◆ TASK INPUT ◆
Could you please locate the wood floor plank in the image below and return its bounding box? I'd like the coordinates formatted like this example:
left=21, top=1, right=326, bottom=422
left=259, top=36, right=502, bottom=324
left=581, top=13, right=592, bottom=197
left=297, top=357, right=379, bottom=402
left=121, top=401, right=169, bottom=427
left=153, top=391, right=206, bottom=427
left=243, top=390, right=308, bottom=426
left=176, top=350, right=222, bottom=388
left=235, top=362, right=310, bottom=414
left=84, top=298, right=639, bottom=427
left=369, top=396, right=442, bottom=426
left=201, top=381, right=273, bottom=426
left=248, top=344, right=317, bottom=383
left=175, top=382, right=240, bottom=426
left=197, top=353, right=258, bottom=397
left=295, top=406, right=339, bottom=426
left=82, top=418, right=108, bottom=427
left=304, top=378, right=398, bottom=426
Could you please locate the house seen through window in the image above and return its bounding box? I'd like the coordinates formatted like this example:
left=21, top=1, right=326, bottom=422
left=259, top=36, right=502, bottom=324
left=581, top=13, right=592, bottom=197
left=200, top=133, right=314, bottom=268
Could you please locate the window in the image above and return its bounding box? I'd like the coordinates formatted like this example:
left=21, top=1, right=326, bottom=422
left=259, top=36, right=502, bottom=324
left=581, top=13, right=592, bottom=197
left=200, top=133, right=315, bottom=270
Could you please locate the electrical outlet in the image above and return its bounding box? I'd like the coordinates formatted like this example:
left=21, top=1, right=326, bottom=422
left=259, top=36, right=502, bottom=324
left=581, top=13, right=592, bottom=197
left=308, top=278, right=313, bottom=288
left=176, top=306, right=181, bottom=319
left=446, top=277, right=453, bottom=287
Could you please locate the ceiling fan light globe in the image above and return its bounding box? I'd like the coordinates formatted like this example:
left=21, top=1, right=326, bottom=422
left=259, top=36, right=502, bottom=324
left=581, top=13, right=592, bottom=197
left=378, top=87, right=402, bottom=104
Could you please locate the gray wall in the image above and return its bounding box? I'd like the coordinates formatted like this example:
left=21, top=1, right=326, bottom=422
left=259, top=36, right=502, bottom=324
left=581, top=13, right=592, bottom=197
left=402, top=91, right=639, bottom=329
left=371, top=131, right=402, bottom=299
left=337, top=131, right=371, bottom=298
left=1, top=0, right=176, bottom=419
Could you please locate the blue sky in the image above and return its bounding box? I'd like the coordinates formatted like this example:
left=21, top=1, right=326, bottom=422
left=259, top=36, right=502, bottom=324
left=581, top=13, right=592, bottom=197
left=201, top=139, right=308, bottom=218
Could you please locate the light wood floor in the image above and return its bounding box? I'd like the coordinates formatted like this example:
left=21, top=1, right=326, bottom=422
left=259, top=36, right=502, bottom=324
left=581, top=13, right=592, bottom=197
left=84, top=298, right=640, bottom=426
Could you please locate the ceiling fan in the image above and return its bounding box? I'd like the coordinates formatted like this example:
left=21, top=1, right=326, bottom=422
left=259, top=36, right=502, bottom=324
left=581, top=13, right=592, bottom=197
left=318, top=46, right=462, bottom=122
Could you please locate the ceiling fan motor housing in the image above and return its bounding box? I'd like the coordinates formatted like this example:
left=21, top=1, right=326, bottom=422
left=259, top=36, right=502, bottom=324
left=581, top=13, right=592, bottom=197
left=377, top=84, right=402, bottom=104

◆ PROBLEM STATEMENT ◆
Output the records exactly, so that each line matches what was given.

◆ ANSWER SECTION ◆
Could you please locate the wood floor plank in the image below and return its bounding box? I'd like the coordinates formatted like this example:
left=21, top=1, right=326, bottom=422
left=259, top=36, right=502, bottom=324
left=581, top=13, right=592, bottom=197
left=297, top=357, right=379, bottom=402
left=121, top=401, right=169, bottom=427
left=153, top=391, right=206, bottom=427
left=243, top=390, right=308, bottom=426
left=176, top=350, right=222, bottom=388
left=235, top=362, right=310, bottom=414
left=84, top=298, right=639, bottom=427
left=369, top=396, right=442, bottom=426
left=201, top=381, right=273, bottom=426
left=248, top=344, right=317, bottom=383
left=175, top=382, right=240, bottom=426
left=197, top=353, right=258, bottom=397
left=295, top=406, right=339, bottom=426
left=82, top=418, right=108, bottom=427
left=304, top=378, right=398, bottom=426
Could you please locate the house seen through window in the image above and return its bounding box? I'd like the coordinates formatted like this example:
left=21, top=1, right=326, bottom=422
left=259, top=36, right=502, bottom=324
left=581, top=13, right=592, bottom=197
left=200, top=133, right=314, bottom=268
Could you please locate the window in the image above and return its bounding box? I'd like the coordinates formatted like this example:
left=21, top=1, right=326, bottom=422
left=259, top=36, right=502, bottom=324
left=581, top=13, right=592, bottom=197
left=200, top=133, right=315, bottom=270
Could you please locate the electrical outlet in the image above and return its bounding box? I'd like the coordinates formatted like this example:
left=21, top=1, right=326, bottom=422
left=259, top=36, right=502, bottom=324
left=581, top=13, right=592, bottom=197
left=308, top=278, right=313, bottom=288
left=176, top=306, right=181, bottom=319
left=446, top=277, right=453, bottom=287
Could you please locate the ceiling fan light globe in the image above and return its bounding box? I'd like the coordinates formatted like this example:
left=21, top=1, right=326, bottom=422
left=259, top=36, right=502, bottom=324
left=581, top=13, right=592, bottom=197
left=378, top=87, right=402, bottom=104
Could you please locate the gray wall in the image above and return its bounding box? I'd like the coordinates formatted like this example:
left=21, top=1, right=326, bottom=422
left=259, top=36, right=502, bottom=324
left=581, top=13, right=592, bottom=197
left=402, top=91, right=639, bottom=329
left=371, top=131, right=402, bottom=299
left=337, top=131, right=371, bottom=298
left=1, top=0, right=176, bottom=419
Could you please locate the blue sky in the image above and return its bounding box? I'd like the coordinates formatted like this example:
left=21, top=1, right=326, bottom=422
left=259, top=36, right=502, bottom=324
left=581, top=13, right=592, bottom=197
left=201, top=139, right=308, bottom=218
Could you please locate the light wood floor in the image above and return its bounding box? I'd like the coordinates formatted like this example:
left=21, top=1, right=326, bottom=422
left=259, top=36, right=502, bottom=324
left=581, top=13, right=592, bottom=197
left=84, top=298, right=640, bottom=426
Could you please locate the ceiling fan in the image above and return its bounding box? I'd like the coordinates formatted like this example:
left=21, top=1, right=326, bottom=422
left=259, top=36, right=502, bottom=324
left=581, top=13, right=592, bottom=197
left=318, top=46, right=462, bottom=122
Could you please locate the ceiling fan motor housing in the image above and return its bounding box? I'd like the coordinates formatted like this example:
left=21, top=1, right=326, bottom=422
left=259, top=36, right=502, bottom=324
left=581, top=13, right=592, bottom=197
left=377, top=84, right=402, bottom=104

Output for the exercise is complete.